About this task:
When you reproduce these records, keep every word exactly and drop the images.

——

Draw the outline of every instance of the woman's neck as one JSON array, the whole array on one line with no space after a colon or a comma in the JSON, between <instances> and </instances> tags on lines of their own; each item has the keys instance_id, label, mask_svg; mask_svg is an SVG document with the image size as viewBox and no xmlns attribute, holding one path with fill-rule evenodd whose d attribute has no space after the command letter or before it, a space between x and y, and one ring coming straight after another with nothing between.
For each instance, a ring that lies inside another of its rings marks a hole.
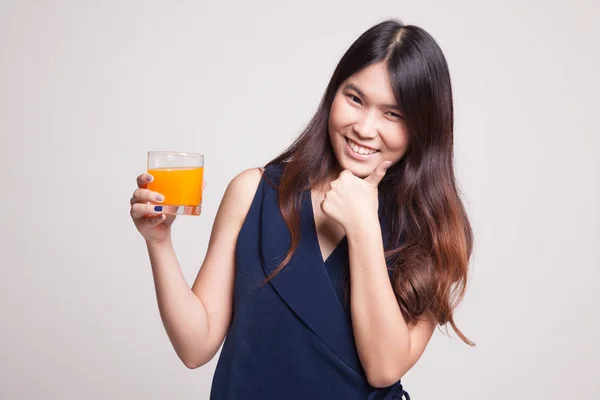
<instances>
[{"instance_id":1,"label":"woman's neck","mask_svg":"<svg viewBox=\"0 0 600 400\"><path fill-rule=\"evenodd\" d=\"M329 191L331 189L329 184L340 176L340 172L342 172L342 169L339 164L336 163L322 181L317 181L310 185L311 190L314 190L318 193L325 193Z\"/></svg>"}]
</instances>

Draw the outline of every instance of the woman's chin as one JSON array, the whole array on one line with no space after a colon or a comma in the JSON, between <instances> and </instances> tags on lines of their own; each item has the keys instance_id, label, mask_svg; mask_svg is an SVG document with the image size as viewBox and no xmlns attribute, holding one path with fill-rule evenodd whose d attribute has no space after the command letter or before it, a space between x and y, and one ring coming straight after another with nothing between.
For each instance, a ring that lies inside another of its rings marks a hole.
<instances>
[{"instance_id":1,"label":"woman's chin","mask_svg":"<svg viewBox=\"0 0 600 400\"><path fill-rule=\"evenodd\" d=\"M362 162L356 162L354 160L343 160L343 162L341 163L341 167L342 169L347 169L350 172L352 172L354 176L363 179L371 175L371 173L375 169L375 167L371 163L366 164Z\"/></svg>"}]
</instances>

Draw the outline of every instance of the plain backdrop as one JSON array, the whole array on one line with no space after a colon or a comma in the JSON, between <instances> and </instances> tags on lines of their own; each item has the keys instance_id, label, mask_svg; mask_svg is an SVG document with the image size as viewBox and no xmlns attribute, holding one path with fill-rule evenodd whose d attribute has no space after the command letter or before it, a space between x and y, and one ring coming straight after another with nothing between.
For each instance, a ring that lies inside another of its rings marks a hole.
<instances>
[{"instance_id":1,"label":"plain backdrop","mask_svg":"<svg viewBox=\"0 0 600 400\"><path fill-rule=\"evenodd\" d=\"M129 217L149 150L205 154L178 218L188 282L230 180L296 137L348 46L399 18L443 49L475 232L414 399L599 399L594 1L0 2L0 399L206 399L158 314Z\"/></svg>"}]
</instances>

——

Answer for the task:
Draw the outline of every instance of the woman's neck as one JSON array, the whole array on one line with no space after a colon or a comma in the JSON, between <instances> and </instances> tags on lines of their own; each item has the keys instance_id, label, mask_svg; mask_svg is an SVG document with the image size as viewBox and no xmlns attribute, holding one path with fill-rule evenodd whose d attribute has no space after the command letter or before it, a space between x and y, and one ring coming straight after another with nothing between.
For each instance, a ring that lies inside another of its rings marks a hole.
<instances>
[{"instance_id":1,"label":"woman's neck","mask_svg":"<svg viewBox=\"0 0 600 400\"><path fill-rule=\"evenodd\" d=\"M329 191L331 189L329 184L340 176L340 172L342 172L342 169L339 164L336 163L322 181L317 181L310 185L311 190L314 190L318 193L325 193Z\"/></svg>"}]
</instances>

Draw the outline of every instance of the woman's chin as one JSON array, the whole array on one line with no space after a colon or a comma in the JSON, between <instances> and </instances> tags on lines of their own; each item has the keys instance_id, label, mask_svg; mask_svg is an SVG document with the image size as viewBox and no xmlns attribute, holding one path with fill-rule evenodd whose d attribute has no space after the command letter or before it, a space between x and y, and one ring coming straight after another with nothing between.
For each instance, a ring that lies inside another of its rings marks a hole.
<instances>
[{"instance_id":1,"label":"woman's chin","mask_svg":"<svg viewBox=\"0 0 600 400\"><path fill-rule=\"evenodd\" d=\"M362 162L356 162L354 160L343 160L343 162L341 163L341 167L342 169L347 169L350 172L352 172L354 176L363 179L371 175L371 173L375 169L375 167L371 163L366 164Z\"/></svg>"}]
</instances>

Draw the outline of every instance of the plain backdrop as one JSON array, the whole array on one line with no space after a colon or a comma in the JSON, between <instances> and </instances> tags on lines of their own; each item has the keys instance_id, label, mask_svg; mask_svg is an SVG document with the image size as viewBox and no xmlns attribute, holding one path with fill-rule evenodd whose d attribute has no space after the command letter or before it, a space between x and y, and one ring coming straight after another with nothing between.
For each instance, a ring that lies inside another of its rings marks a hole.
<instances>
[{"instance_id":1,"label":"plain backdrop","mask_svg":"<svg viewBox=\"0 0 600 400\"><path fill-rule=\"evenodd\" d=\"M129 217L149 150L205 154L178 218L188 282L230 180L296 137L348 46L399 18L443 49L475 232L414 399L599 399L594 1L0 2L0 399L206 399L158 314Z\"/></svg>"}]
</instances>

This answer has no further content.